• [TASK REQUIREMENTS]
Lift out, unaltered, the lines of the material below between the line holding "Q: Can you identify the sky" and the line holding "Q: Can you identify the green", counting both.

════════════════

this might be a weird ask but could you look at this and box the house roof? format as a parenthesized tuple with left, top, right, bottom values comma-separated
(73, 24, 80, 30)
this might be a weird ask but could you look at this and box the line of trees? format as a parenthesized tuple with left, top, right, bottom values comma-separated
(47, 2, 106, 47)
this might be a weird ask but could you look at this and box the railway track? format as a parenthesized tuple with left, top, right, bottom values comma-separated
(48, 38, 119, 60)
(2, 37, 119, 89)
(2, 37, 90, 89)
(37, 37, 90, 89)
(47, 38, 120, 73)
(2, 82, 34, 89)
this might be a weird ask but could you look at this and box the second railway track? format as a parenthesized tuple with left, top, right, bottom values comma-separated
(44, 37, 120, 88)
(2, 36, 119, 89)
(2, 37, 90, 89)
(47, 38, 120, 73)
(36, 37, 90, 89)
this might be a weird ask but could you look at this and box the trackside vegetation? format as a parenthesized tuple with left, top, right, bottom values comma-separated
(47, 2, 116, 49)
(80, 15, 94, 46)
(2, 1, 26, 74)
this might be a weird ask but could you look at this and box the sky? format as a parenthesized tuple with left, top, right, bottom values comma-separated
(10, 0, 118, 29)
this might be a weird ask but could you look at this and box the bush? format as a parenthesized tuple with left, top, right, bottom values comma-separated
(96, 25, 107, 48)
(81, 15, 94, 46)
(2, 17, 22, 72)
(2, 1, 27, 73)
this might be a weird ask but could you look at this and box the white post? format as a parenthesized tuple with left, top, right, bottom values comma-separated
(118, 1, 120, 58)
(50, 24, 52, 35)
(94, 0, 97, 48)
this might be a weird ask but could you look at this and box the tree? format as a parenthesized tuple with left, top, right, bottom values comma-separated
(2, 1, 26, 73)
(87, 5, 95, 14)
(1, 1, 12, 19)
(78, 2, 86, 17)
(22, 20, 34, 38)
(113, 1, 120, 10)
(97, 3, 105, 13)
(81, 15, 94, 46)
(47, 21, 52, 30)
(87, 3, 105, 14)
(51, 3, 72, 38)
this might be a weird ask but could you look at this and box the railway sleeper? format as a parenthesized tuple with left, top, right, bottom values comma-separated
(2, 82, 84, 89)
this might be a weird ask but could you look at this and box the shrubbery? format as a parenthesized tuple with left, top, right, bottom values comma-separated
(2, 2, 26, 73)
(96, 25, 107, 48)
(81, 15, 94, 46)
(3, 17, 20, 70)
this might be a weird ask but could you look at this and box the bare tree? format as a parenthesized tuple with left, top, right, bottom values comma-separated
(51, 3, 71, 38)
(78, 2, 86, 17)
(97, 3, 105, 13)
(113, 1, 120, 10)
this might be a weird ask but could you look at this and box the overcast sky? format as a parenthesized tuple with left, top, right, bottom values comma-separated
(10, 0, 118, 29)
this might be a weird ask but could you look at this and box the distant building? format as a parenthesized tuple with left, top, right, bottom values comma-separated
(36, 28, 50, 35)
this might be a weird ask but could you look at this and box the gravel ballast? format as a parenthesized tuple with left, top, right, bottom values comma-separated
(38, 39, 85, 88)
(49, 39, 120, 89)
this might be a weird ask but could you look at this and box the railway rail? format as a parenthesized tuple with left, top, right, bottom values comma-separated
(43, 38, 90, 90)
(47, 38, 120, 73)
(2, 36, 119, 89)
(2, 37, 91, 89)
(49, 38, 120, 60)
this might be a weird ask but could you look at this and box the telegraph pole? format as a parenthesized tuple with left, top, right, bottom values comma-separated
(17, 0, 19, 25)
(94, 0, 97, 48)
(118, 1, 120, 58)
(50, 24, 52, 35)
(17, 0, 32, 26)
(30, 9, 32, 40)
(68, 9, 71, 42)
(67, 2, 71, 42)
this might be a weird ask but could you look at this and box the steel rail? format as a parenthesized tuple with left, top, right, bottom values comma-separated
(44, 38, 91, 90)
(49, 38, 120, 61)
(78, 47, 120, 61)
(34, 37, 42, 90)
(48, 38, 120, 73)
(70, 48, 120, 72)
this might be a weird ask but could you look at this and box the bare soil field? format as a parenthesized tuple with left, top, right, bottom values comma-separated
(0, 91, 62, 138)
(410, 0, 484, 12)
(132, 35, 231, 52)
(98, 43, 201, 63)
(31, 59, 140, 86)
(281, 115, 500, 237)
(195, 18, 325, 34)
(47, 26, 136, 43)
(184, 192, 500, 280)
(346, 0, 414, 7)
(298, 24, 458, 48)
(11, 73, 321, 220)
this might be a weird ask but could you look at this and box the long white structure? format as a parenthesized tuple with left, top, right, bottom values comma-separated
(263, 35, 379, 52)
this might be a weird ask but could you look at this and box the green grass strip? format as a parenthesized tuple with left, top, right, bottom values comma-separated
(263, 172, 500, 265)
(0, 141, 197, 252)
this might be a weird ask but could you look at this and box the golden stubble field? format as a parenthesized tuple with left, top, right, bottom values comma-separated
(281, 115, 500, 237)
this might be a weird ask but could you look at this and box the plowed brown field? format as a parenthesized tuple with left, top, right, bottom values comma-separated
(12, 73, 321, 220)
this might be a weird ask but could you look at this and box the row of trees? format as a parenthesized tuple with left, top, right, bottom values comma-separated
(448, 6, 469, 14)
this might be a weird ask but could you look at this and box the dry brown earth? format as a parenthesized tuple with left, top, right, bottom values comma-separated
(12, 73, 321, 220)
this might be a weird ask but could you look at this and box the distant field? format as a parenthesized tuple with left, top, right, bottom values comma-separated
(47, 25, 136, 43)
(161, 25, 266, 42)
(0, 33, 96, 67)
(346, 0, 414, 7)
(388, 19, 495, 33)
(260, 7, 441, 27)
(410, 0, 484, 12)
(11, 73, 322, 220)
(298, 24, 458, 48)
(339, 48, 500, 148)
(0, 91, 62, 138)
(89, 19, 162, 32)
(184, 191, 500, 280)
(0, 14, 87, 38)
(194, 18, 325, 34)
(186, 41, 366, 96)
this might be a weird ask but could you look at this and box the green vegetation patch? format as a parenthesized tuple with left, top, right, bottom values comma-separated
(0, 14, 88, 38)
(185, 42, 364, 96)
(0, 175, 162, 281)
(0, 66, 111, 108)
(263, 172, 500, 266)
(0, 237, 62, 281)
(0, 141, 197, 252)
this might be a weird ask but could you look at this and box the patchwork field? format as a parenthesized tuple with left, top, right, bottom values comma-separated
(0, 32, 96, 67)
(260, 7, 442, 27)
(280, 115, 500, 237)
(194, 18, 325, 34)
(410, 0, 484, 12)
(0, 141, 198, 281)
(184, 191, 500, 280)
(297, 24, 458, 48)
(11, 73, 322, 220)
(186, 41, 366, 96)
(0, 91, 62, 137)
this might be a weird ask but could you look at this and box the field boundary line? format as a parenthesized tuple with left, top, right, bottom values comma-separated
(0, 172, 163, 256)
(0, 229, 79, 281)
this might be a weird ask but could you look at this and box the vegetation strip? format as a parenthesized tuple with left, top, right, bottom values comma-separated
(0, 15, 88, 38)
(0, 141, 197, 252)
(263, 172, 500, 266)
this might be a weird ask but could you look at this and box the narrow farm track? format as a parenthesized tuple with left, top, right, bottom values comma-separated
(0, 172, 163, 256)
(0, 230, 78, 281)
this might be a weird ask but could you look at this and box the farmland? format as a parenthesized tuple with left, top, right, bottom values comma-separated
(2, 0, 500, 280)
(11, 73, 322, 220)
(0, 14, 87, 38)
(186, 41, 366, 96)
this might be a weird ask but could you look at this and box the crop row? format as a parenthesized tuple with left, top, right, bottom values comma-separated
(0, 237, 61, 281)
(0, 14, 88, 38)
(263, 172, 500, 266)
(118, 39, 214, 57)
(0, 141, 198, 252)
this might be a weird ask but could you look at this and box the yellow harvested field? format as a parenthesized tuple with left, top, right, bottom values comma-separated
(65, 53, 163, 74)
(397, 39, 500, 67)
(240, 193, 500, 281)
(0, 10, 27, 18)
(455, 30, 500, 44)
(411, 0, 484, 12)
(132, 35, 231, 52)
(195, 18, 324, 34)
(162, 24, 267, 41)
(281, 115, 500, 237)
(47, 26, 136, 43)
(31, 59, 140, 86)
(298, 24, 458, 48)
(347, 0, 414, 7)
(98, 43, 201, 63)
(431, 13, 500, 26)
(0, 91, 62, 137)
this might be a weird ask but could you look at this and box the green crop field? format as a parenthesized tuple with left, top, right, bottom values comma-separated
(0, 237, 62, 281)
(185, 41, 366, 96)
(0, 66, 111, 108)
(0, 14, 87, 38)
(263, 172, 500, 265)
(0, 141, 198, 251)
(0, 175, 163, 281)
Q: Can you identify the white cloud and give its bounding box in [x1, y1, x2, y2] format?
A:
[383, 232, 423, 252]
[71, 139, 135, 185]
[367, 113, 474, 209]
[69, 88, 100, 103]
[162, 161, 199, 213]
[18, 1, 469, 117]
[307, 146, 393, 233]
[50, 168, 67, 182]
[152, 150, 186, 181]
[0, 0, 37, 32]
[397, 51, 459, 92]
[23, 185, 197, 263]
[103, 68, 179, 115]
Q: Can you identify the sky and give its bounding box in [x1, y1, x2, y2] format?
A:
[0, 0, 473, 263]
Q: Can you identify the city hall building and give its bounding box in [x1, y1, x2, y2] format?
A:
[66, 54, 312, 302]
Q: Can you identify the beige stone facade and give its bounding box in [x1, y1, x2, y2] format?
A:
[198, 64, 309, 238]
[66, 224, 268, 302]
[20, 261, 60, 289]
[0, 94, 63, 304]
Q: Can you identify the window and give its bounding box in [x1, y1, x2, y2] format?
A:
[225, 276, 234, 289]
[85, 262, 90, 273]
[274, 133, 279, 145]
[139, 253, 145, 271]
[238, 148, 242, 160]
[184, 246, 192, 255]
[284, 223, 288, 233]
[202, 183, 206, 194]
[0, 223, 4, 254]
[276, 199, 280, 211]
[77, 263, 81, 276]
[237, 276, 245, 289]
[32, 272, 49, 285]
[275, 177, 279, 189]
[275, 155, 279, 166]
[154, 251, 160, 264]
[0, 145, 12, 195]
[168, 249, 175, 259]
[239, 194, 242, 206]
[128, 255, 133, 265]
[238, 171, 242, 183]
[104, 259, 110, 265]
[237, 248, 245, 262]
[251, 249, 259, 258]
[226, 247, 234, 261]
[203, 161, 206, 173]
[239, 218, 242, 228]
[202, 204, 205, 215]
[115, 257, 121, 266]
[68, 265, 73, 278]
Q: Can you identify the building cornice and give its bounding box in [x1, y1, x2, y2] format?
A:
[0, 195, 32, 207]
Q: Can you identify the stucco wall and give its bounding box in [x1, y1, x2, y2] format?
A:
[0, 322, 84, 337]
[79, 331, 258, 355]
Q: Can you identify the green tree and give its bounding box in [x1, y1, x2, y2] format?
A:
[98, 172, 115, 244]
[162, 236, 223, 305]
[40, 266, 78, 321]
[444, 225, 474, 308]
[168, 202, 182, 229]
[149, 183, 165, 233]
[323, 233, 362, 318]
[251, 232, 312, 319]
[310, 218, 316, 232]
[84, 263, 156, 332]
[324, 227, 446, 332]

════════════════

• [ANSWER SPACE]
Q: Can you identify the sky and give its bounding box in [x1, y1, x2, y2] format?
A:
[0, 0, 473, 263]
Q: Can you identify the city hall building and give its bounding box in [x1, y1, x2, y2] format?
A:
[66, 54, 312, 302]
Q: Can you identify the beige stone facade and give its bounding box in [x1, y1, x2, y2] format?
A:
[198, 64, 309, 238]
[66, 224, 268, 302]
[20, 261, 60, 289]
[0, 94, 63, 304]
Q: Can you identify the window and give its bounding box in [x1, y1, x2, y2] format?
A:
[225, 276, 234, 289]
[85, 262, 90, 273]
[274, 133, 279, 145]
[139, 253, 145, 271]
[238, 148, 242, 160]
[184, 246, 192, 255]
[284, 223, 288, 233]
[202, 183, 206, 194]
[0, 223, 4, 254]
[276, 199, 280, 211]
[77, 263, 81, 276]
[237, 276, 245, 289]
[32, 272, 49, 285]
[275, 177, 279, 189]
[275, 155, 279, 166]
[154, 251, 160, 264]
[0, 145, 12, 195]
[168, 249, 175, 259]
[239, 194, 242, 206]
[128, 255, 133, 265]
[238, 171, 242, 183]
[104, 259, 110, 265]
[237, 248, 245, 262]
[251, 249, 259, 258]
[226, 247, 234, 261]
[203, 161, 206, 173]
[239, 218, 242, 228]
[202, 204, 205, 215]
[115, 257, 121, 266]
[68, 265, 73, 278]
Q: Can you identify the building cornice and give its bounding box in [x1, y1, x2, y2] format?
A:
[0, 195, 32, 207]
Q: Can you identify the stucco wall and give its bounding box in [x1, y1, x2, y2] format?
A:
[0, 322, 84, 337]
[79, 331, 258, 355]
Q: Can you identify the green tree and give its bounding box in [x1, y1, x2, y2] format?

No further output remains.